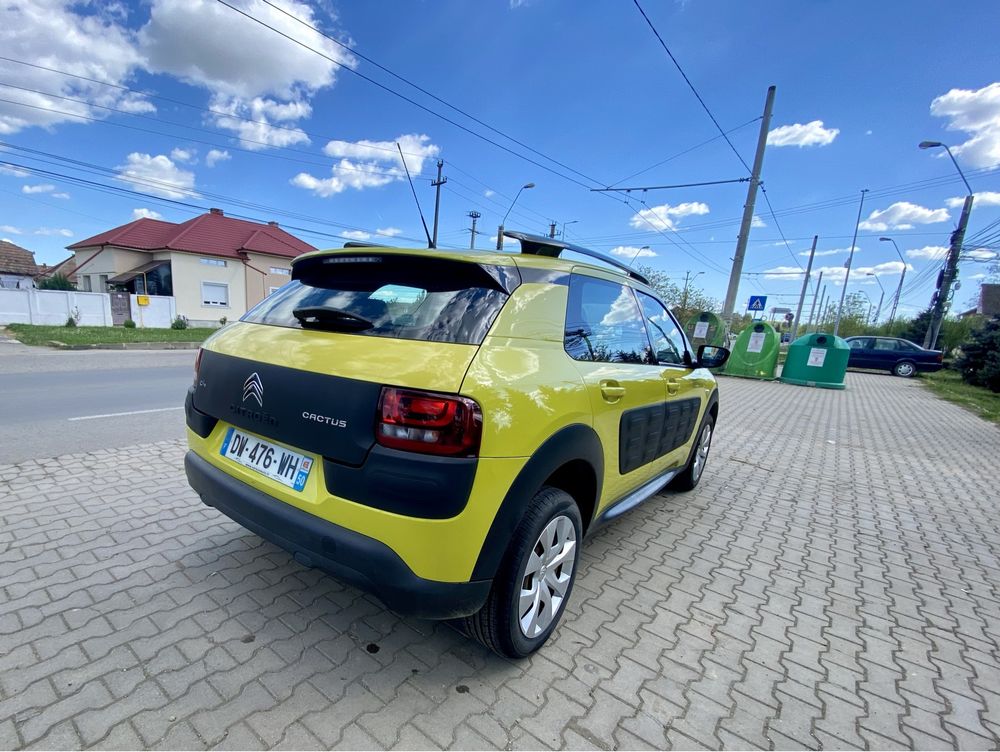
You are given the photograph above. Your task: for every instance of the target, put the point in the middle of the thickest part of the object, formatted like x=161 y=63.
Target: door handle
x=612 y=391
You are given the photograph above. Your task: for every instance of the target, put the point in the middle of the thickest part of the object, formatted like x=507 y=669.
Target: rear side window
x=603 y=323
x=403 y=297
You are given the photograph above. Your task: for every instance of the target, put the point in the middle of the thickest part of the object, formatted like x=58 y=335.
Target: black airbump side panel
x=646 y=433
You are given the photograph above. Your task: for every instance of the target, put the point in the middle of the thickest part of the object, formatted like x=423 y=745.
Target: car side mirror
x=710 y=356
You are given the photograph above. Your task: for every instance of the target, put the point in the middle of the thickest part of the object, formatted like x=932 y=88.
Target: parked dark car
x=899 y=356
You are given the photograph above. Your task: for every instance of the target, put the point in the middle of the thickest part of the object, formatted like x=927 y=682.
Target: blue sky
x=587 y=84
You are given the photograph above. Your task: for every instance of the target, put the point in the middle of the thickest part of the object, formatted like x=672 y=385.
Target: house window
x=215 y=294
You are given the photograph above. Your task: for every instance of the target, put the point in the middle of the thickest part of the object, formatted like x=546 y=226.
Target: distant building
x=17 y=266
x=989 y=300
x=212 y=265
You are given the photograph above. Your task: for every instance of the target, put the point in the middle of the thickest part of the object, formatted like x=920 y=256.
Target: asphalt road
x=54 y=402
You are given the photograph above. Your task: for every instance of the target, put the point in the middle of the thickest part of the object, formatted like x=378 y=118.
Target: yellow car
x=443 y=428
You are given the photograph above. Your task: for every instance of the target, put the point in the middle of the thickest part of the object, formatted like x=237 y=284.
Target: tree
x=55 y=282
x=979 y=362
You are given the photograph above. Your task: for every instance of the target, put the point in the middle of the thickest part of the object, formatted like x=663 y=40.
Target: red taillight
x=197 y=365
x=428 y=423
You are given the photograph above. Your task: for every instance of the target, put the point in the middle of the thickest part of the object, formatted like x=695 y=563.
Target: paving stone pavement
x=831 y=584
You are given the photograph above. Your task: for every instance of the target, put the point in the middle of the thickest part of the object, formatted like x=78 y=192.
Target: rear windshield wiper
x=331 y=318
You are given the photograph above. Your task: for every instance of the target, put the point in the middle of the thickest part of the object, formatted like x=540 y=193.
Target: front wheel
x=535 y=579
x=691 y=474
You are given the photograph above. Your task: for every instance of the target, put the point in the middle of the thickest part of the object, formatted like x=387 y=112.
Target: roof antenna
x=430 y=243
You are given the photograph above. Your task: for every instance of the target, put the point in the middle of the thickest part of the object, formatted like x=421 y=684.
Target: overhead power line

──────────────────────────────

→ **WORK ORDER**
Omitting all pictures, set the listing down exactly.

→ **ANSWER FOR THIS EXERCISE**
You are given the photograph above. Your task: for every instance of the target, put the point in the middle of the thickest part of the object, formatted like x=161 y=63.
Target: door handle
x=612 y=391
You are given the photograph above. Your task: for every instance of the target, put the point in the middle of the thickest part of the object, formatted like x=507 y=669.
Target: rear side window
x=603 y=323
x=403 y=297
You are given the photograph above. Your task: for every instance of the target, put the point in the middle of the thickest part of the object, formatted like x=58 y=335.
Target: black airbump side panel
x=646 y=433
You are given the photograph above. Your task: for every instance of the target, put the point in the middle of the thickest part of the object, formatted like x=423 y=745.
Target: car side mirror
x=710 y=356
You are given the photograph above. Your task: for every instance of the target, put the point in the middle of the thickest part of the object, formatted like x=932 y=88.
Target: parked dark car
x=899 y=356
You are given the photograph above. Your task: for every instance of the target, put the point in the middle of the thickest part of the object, formatted like x=927 y=682.
Target: blue sky
x=587 y=84
You are given the photograph above. Your task: for every instance of the target, put the point in the middle of the thickest part of the object, formatted like x=672 y=385.
Target: house window
x=215 y=294
You are given the photograph above. Your task: for every instance of the target, put the point in the middle of the thickest part of the object, formatted like x=546 y=226.
Target: distant building
x=17 y=266
x=989 y=300
x=212 y=265
You are given the photograph above. Your task: for every instance of the target, put the point in the middle of the thickest part of the object, formatted like x=920 y=256.
Target: asphalt road
x=54 y=402
You are given the photograph above. Your task: for every instance of the target, put the point in the middle of the thickest part of the object, formatted like x=378 y=118.
Target: yellow car
x=443 y=428
You are given the photograph above. Your task: for every instance of the target, put the point in the middle of the thickest part of the object, formatted like x=237 y=284.
Target: tree
x=55 y=282
x=979 y=362
You are given the photograph above. Your task: for every instance of the target, put the point in the middle of the thickest part of the object, formatted like x=663 y=40.
Target: red taillight
x=197 y=365
x=428 y=423
You are given the photograph above. Your task: for every instance of the target, put the point in the middle of the thickest part of the object, formatted like x=695 y=563.
Target: paving stone pavement
x=831 y=584
You are given the photograph above. Your task: for every instance of the target, put the point in the middle of the thickest part of the object, formatted like x=78 y=192.
Target: rear windshield wiper
x=331 y=318
You are given the photograph above. Your task: for every instance of the target, put the point in the middle of the thickest part of the object, formatted like x=540 y=193.
Target: front wheel
x=535 y=579
x=691 y=474
You are given the photograph above. Your task: for every instance of the target, put the point in the middle of the thickest part of the object, formatted like x=387 y=112.
Target: roof antenna
x=430 y=243
You are given the photograph above. Your task: for every instance of the target, put the point in the middle of the thickest part of the object, formatted like x=421 y=684.
Target: overhead power line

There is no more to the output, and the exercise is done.